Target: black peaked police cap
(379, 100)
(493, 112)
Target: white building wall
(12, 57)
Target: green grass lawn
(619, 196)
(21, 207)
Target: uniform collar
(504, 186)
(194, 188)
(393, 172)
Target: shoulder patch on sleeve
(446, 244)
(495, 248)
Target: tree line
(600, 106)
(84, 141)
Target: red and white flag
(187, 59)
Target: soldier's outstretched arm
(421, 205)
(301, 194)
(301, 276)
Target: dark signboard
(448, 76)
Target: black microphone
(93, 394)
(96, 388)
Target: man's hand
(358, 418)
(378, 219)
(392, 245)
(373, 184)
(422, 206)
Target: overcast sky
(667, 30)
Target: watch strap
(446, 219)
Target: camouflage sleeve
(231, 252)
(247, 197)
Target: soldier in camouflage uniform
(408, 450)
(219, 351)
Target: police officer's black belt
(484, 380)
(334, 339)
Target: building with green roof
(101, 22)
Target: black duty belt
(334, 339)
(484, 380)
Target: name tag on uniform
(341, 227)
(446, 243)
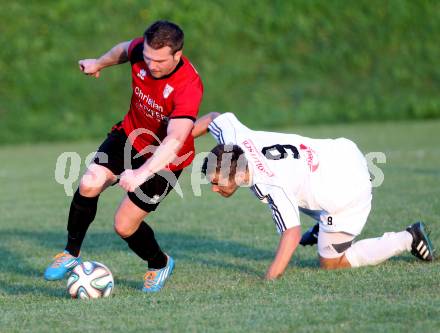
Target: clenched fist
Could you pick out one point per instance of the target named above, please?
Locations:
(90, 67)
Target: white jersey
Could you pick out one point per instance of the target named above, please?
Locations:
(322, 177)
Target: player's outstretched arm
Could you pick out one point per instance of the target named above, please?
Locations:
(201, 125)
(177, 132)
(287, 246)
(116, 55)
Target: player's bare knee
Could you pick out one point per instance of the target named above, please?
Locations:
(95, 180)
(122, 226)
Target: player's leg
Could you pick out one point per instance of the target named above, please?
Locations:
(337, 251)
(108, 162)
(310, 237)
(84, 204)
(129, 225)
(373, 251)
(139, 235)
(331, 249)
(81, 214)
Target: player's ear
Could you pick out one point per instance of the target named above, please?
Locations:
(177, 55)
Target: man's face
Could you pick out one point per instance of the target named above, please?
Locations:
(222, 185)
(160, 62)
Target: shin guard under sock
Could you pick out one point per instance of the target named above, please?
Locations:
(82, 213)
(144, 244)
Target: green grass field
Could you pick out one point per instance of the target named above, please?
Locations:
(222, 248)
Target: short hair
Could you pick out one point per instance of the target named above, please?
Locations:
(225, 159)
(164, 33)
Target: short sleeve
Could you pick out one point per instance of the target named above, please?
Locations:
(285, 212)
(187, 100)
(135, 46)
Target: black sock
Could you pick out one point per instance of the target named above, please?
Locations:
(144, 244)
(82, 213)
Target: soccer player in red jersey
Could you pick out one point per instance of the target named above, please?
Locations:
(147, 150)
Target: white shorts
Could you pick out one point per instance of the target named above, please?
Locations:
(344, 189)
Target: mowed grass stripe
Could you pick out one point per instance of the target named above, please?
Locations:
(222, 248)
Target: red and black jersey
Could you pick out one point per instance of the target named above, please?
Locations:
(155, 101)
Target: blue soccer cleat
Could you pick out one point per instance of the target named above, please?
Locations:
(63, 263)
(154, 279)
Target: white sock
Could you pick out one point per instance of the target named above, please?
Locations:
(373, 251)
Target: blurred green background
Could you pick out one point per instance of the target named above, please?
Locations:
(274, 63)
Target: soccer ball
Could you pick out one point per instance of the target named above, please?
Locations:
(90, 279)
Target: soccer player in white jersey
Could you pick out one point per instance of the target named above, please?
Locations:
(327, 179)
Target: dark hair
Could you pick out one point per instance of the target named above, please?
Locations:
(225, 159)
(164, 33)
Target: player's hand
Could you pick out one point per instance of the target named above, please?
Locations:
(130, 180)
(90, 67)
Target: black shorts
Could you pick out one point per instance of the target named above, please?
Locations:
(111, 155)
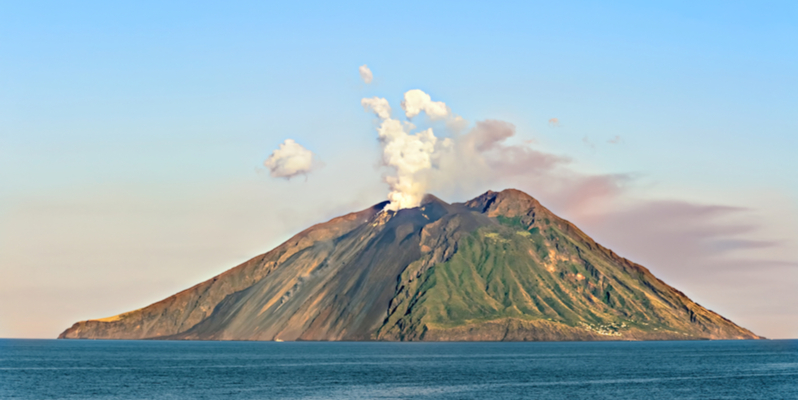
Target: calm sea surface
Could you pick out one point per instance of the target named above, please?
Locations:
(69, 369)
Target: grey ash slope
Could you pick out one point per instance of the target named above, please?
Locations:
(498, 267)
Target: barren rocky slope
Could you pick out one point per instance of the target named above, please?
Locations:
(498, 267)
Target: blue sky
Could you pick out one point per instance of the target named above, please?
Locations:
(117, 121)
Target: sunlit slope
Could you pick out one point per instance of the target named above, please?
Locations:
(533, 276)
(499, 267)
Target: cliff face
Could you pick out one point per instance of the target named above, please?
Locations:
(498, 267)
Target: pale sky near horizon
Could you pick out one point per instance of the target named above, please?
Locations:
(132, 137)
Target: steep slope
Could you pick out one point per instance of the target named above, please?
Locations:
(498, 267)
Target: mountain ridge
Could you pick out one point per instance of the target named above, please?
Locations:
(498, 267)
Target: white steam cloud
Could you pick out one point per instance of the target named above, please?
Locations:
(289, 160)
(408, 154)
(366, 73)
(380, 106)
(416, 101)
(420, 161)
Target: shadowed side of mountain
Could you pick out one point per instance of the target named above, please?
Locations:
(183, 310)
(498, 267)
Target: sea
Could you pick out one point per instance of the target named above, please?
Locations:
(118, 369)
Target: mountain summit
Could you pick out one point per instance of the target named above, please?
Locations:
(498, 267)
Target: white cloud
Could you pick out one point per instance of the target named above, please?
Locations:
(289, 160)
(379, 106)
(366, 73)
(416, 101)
...
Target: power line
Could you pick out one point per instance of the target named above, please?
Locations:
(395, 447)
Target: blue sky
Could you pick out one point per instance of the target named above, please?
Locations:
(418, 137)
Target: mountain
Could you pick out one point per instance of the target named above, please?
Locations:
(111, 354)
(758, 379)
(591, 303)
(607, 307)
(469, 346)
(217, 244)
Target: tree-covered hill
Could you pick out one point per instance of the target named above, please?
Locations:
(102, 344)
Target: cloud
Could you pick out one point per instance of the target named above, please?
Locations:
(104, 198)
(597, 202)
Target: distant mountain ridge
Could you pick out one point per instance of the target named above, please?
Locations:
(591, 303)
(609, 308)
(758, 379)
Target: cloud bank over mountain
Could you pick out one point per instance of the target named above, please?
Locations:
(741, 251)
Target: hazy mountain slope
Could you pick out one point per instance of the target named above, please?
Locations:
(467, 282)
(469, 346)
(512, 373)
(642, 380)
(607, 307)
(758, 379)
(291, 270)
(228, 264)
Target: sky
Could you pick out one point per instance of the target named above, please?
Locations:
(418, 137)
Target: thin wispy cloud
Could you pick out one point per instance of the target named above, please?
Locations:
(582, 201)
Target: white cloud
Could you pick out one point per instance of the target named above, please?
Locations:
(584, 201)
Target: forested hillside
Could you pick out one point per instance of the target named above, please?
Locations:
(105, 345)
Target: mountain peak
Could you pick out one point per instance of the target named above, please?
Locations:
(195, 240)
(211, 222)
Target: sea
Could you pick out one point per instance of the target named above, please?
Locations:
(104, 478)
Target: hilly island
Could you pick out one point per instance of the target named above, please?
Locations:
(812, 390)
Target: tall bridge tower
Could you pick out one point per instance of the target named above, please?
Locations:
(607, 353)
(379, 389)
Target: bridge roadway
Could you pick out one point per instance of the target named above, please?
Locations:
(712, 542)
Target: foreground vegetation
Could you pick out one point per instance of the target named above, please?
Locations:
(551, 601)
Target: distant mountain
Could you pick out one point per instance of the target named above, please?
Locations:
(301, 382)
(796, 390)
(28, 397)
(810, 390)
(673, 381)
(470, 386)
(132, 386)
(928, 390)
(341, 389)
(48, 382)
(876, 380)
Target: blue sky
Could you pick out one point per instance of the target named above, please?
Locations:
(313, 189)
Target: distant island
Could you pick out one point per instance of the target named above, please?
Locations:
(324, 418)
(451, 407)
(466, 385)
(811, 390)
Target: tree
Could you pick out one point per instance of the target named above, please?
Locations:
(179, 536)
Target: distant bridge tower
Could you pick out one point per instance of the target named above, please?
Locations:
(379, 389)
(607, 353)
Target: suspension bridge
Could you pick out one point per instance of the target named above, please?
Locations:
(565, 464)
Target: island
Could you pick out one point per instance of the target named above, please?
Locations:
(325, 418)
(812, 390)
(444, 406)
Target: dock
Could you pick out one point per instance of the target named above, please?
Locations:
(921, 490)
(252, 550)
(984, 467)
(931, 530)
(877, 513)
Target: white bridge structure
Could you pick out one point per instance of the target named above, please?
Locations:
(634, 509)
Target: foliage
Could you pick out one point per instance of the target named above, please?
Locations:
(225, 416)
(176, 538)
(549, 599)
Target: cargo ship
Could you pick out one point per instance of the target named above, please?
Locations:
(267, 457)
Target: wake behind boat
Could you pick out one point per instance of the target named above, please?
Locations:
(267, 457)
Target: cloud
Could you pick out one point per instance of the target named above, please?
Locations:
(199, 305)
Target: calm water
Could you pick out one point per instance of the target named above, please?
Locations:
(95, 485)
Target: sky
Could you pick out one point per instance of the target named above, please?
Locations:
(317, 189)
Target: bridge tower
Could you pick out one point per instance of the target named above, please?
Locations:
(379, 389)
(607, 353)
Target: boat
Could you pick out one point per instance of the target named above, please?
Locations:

Task details →
From the line containing "Target: cloud bank over mountain" down to the line containing "Target: bridge roadway" in the material above, reproduce every line exactly, including the two end lines.

Completed exercise →
Target: cloud bank over mountain
Could you pick out one point per instance of the target named above, please?
Locations:
(741, 251)
Target: hazy mountain slope
Could you pick out one point per instance of the target named above, please?
Locations:
(467, 282)
(469, 346)
(512, 373)
(642, 380)
(607, 307)
(758, 379)
(291, 270)
(228, 264)
Target: sky
Could you pick out one point per instance of the target named above, please?
Locations:
(418, 137)
Target: thin wispy cloud
Could you pick out one point per instance of the target named above, please?
Locations:
(582, 201)
Target: white cloud
Could you pick out one point per instance of the target named above, please?
Locations:
(584, 201)
Target: forested hillside
Could you pick out one point per instance of the target named above, please?
Locations:
(105, 345)
Target: mountain peak
Could you pick out one point per instance of the target named above, please?
Locations:
(195, 240)
(211, 222)
Target: sea
Could you pick out one point per instance of the target named above, please?
Locations:
(104, 478)
Target: hilly island
Could you pick out one point per instance of the target named above, please?
Locations:
(812, 390)
Target: tall bridge tower
Could you pick out one point per instance of the target named above, please?
Locations:
(607, 353)
(379, 389)
Target: bridge roadway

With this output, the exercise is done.